## INSTRUCTIONS FOR THE TASK
The listing below holds a line with "Target: leftmost white" and a later line with "Target: single white". Write out those two lines and every line between them, exactly, and nothing else.

## RECORD EXCERPTS
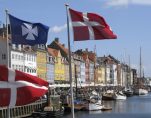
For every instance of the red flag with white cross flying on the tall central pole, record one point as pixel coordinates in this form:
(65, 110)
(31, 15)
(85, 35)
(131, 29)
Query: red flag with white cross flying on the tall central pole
(90, 26)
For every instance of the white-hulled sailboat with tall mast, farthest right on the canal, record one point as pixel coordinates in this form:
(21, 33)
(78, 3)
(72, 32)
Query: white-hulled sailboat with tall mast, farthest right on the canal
(139, 89)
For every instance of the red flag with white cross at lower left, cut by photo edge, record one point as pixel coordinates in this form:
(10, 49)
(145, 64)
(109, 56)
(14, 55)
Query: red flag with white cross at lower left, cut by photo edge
(18, 88)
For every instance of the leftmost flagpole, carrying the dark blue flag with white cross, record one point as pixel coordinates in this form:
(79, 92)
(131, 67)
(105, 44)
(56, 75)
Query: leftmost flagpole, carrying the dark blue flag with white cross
(7, 41)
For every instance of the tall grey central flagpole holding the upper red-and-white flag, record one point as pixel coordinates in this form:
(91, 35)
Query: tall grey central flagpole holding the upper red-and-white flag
(70, 69)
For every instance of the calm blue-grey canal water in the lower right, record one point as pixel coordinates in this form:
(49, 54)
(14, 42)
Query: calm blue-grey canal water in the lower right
(133, 107)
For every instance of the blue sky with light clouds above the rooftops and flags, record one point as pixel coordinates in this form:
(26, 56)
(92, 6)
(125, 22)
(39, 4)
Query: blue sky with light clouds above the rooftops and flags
(130, 20)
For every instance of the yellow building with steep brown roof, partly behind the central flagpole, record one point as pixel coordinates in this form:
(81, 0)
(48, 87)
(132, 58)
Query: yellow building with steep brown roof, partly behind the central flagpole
(62, 62)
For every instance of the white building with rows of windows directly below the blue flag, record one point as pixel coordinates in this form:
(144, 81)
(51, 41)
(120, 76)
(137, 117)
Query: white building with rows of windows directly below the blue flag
(22, 58)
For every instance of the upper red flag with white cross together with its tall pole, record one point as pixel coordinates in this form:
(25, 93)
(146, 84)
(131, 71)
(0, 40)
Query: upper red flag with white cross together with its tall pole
(86, 26)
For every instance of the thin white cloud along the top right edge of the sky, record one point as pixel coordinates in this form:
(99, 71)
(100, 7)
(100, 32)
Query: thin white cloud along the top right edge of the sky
(127, 2)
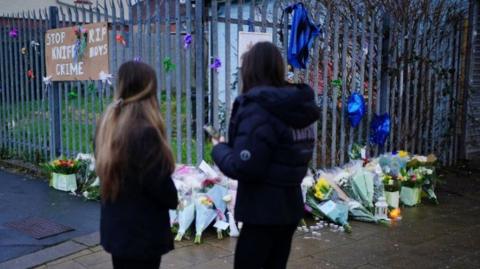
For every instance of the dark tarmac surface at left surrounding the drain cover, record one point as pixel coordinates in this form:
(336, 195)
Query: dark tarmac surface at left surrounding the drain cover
(22, 197)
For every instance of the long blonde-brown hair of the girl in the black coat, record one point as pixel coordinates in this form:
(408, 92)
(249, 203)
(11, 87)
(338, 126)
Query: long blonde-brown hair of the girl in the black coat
(134, 108)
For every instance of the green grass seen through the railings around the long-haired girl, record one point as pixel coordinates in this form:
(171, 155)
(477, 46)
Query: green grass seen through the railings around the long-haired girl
(26, 133)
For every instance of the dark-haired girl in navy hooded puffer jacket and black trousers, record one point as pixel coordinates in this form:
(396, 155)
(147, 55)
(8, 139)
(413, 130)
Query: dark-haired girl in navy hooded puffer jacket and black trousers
(271, 140)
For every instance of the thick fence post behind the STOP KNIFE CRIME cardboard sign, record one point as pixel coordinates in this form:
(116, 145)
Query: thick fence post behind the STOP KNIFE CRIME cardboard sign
(54, 98)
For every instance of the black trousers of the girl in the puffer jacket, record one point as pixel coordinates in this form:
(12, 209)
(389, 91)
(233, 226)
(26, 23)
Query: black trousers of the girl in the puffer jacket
(264, 246)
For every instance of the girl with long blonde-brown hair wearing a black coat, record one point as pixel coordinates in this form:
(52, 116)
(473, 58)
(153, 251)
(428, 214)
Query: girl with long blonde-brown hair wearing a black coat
(135, 163)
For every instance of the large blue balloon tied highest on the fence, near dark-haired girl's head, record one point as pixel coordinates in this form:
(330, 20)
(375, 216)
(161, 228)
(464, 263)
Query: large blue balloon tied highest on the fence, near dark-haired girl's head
(302, 34)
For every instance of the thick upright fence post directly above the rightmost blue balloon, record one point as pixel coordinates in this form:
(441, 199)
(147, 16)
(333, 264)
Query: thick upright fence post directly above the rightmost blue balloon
(385, 54)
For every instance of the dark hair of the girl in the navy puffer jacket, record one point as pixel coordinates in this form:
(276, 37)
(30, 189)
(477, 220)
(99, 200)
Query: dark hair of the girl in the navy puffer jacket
(262, 65)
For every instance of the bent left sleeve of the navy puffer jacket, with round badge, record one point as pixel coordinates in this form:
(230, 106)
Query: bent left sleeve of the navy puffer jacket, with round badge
(247, 157)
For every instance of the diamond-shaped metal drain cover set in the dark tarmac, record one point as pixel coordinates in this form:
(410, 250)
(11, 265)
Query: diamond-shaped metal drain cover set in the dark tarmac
(38, 228)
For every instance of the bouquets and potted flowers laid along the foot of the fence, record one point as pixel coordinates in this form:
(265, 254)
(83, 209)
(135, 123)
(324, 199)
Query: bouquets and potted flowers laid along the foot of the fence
(365, 189)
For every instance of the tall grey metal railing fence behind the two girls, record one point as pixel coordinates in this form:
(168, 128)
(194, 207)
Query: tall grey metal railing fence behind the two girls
(410, 73)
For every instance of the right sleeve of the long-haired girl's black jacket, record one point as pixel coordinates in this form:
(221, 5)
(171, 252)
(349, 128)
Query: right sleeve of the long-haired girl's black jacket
(155, 182)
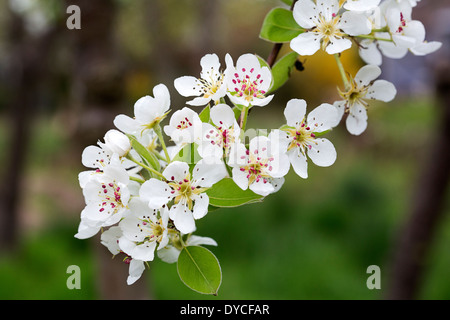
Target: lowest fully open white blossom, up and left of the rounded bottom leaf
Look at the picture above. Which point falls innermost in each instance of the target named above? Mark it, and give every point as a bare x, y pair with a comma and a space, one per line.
143, 230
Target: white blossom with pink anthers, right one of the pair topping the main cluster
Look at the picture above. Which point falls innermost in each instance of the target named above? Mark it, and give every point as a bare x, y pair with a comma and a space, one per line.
248, 82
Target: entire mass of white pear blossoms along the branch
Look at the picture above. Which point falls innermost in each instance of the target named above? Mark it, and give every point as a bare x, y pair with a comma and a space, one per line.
145, 197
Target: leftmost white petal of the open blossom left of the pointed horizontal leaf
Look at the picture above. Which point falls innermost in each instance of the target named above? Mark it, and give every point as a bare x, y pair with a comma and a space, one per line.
156, 192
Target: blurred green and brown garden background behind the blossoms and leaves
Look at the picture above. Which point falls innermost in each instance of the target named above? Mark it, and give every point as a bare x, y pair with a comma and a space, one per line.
384, 202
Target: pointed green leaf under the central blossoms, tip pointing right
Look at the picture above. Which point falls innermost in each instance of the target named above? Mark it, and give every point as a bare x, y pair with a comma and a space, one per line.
226, 194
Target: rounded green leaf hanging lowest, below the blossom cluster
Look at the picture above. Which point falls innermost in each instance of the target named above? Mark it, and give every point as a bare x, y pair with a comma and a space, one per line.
199, 269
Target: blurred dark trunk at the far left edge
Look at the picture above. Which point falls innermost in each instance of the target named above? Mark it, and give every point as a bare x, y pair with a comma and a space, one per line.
29, 60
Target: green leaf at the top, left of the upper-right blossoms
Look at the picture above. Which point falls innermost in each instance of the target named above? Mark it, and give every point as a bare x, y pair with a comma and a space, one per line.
280, 26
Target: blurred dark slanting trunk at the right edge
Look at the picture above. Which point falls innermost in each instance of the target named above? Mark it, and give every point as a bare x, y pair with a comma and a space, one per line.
410, 260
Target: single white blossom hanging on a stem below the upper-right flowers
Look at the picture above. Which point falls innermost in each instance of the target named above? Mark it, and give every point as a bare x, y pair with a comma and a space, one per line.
363, 88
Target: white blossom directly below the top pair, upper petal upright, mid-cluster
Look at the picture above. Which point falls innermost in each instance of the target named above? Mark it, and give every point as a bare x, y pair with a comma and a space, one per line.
218, 139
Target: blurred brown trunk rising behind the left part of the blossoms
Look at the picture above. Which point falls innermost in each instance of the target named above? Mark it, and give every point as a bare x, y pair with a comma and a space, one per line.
97, 95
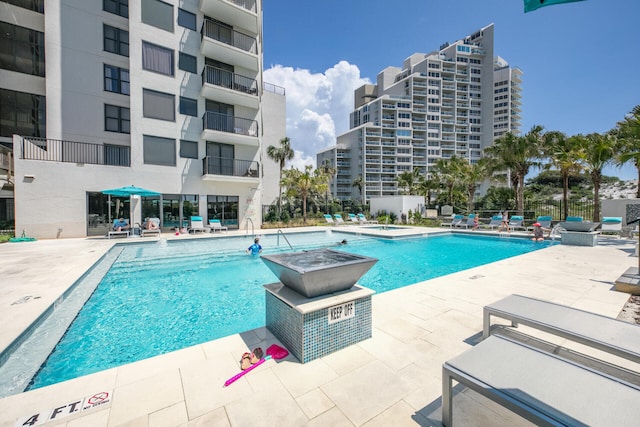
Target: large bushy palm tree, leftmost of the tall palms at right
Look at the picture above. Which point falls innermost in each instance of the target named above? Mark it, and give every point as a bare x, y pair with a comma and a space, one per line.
516, 154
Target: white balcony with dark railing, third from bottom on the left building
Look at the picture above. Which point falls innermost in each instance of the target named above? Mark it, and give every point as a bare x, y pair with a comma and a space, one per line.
230, 88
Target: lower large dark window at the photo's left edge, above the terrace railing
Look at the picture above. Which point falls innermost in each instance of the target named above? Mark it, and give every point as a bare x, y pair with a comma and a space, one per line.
22, 114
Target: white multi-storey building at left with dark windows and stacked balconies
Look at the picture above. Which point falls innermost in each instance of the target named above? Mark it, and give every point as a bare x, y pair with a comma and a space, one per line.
164, 95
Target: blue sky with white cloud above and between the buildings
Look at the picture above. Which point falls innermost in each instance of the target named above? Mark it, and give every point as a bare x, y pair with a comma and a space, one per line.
580, 60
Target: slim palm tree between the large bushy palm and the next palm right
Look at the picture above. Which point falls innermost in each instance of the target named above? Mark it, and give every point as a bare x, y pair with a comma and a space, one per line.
563, 154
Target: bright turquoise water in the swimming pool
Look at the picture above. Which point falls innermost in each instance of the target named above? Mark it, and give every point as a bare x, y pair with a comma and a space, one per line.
158, 298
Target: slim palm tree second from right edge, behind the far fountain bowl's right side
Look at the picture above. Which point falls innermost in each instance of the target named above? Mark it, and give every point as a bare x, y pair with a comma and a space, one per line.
597, 151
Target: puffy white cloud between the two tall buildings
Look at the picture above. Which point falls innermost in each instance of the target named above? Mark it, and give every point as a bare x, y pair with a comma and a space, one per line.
318, 106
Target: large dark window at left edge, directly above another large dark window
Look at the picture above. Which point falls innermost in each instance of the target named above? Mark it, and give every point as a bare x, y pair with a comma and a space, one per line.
21, 49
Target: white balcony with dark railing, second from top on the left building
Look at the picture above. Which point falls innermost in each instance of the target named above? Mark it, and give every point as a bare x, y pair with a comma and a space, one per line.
230, 46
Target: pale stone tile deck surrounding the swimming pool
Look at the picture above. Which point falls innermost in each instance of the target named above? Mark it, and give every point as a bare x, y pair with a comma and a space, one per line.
392, 379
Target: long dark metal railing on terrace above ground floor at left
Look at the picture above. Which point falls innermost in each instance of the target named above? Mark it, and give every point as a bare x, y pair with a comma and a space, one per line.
55, 150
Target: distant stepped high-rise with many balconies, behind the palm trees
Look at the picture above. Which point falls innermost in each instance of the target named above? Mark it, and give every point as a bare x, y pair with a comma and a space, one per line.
436, 106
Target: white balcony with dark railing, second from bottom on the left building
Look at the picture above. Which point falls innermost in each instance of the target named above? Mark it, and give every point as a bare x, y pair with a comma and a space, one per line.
230, 129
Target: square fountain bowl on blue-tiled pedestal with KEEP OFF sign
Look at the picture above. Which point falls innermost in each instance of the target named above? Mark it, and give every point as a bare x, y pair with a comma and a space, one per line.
317, 307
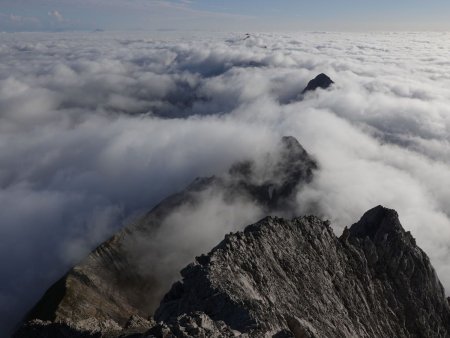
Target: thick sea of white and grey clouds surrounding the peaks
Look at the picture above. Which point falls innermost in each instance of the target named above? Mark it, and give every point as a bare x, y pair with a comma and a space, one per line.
96, 128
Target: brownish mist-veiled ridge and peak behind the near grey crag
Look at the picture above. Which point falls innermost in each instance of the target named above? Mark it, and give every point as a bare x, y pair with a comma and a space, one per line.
122, 277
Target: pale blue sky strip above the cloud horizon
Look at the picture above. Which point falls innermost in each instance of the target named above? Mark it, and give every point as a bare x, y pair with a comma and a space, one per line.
221, 15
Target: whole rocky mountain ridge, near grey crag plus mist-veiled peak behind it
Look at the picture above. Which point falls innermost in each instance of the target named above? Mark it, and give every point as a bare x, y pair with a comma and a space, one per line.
279, 277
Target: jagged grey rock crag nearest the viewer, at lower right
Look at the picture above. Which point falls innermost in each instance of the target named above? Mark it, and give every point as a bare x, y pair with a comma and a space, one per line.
297, 279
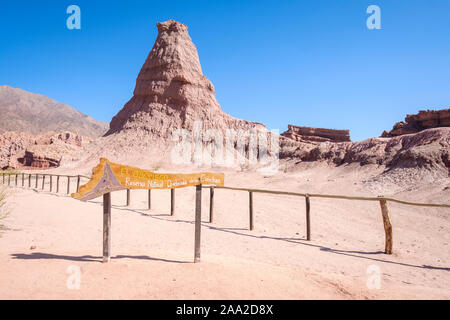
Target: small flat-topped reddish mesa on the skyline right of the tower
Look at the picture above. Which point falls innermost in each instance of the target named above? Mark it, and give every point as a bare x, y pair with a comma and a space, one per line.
308, 134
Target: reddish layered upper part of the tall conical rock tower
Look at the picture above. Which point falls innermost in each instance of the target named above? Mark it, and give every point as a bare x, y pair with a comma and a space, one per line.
171, 91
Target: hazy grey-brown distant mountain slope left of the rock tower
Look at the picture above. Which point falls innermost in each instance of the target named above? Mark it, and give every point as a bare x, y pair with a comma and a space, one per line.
24, 111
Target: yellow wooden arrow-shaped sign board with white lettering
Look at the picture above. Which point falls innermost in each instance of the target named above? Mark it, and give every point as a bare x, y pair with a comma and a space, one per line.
108, 176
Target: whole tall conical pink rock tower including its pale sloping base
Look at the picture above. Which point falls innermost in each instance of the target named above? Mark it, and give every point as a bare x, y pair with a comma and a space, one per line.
171, 94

## YOUR RESPONSE
Target: leftmost white petal of the open blossom left of the pointed horizontal leaf
Look at the picture above. Which point falls innermost in each instance of the target named above? Mark it, and give every point as a bare x, y pair with a comma and a space, one per line.
156, 192
Target: blurred green and brown garden background behind the blossoms and leaves
Look at the picture above. Which point falls innermost in each instance of the target named above? Mark it, and give every point as a bare x, y pair with a comma and a space, one per line.
384, 202
Target: pointed green leaf under the central blossoms, tip pointing right
Look at the picture above. Which point falls innermost in each instance of the target named above? Mark it, and give every point as a bare x, y pair with a comma and a space, one per line.
226, 194
Target: rounded green leaf hanging lowest, below the blossom cluster
Look at the picture above. Which point falls innermost in each instance of the target named above? Mark it, and give every point as a bare x, y pair with a comma and a space, one per line.
199, 269
Target: blurred dark trunk at the far left edge
Look at the picture above. Which point falls innermost in each instance of the target named above? Mark it, and give every point as a bare x, y pair with a comma and a space, one per line.
29, 60
Target: green leaf at the top, left of the upper-right blossoms
Look at the picture above. Which point falls innermost in each instance of the target named above? Mark it, and give every point as a bare x, y pair with a comma and a space, one per line.
280, 26
Target: blurred dark slanting trunk at the right edge
Look at the picture above. Which point falls innermost in each instance of the target named above? Mark it, and give every point as a bare x, y pair with a comma and a space, one per line.
410, 260
Target: single white blossom hanging on a stem below the upper-right flowers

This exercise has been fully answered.